What needs to be done: Reproduce the lines from the start of the records up to and including the line containing "top-left (1015, 165), bottom-right", substituting "coat hood" for "jacket hood" and leaving everything else unchanged. Give back only those lines.

=== Excerpted data ===

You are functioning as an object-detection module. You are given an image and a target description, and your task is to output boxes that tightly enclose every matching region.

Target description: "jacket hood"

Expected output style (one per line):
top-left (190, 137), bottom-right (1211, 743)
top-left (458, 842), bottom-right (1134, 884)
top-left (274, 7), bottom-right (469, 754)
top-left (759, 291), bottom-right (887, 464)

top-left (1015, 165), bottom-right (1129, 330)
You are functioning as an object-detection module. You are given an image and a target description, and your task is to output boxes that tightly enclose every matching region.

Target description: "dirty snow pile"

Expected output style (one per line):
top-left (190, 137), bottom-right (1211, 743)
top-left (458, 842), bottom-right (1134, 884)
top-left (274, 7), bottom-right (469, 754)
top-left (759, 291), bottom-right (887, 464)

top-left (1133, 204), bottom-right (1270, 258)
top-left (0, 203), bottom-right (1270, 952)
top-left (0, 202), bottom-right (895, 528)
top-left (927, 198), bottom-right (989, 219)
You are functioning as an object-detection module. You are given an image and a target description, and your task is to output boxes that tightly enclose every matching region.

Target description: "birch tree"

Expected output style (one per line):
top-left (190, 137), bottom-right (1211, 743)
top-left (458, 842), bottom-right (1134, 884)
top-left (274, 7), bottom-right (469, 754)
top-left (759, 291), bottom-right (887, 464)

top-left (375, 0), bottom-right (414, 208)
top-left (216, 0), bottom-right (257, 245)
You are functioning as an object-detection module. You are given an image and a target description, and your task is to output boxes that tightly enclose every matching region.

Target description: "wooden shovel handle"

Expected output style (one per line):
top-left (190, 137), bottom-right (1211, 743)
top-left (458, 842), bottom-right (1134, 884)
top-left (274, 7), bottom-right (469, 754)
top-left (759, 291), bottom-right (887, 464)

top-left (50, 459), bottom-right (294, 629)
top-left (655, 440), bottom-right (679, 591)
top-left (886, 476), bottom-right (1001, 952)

===

Task result:
You are functioning as an object-detection module. You are given an image and a target description, and your task is to output boxes that tightly enclose every matching region.

Target description: "coat hood"

Expected output style (one per line):
top-left (190, 137), bottom-right (1211, 743)
top-left (458, 842), bottom-right (1134, 884)
top-left (274, 7), bottom-right (469, 754)
top-left (759, 291), bottom-right (887, 464)

top-left (1015, 165), bottom-right (1129, 330)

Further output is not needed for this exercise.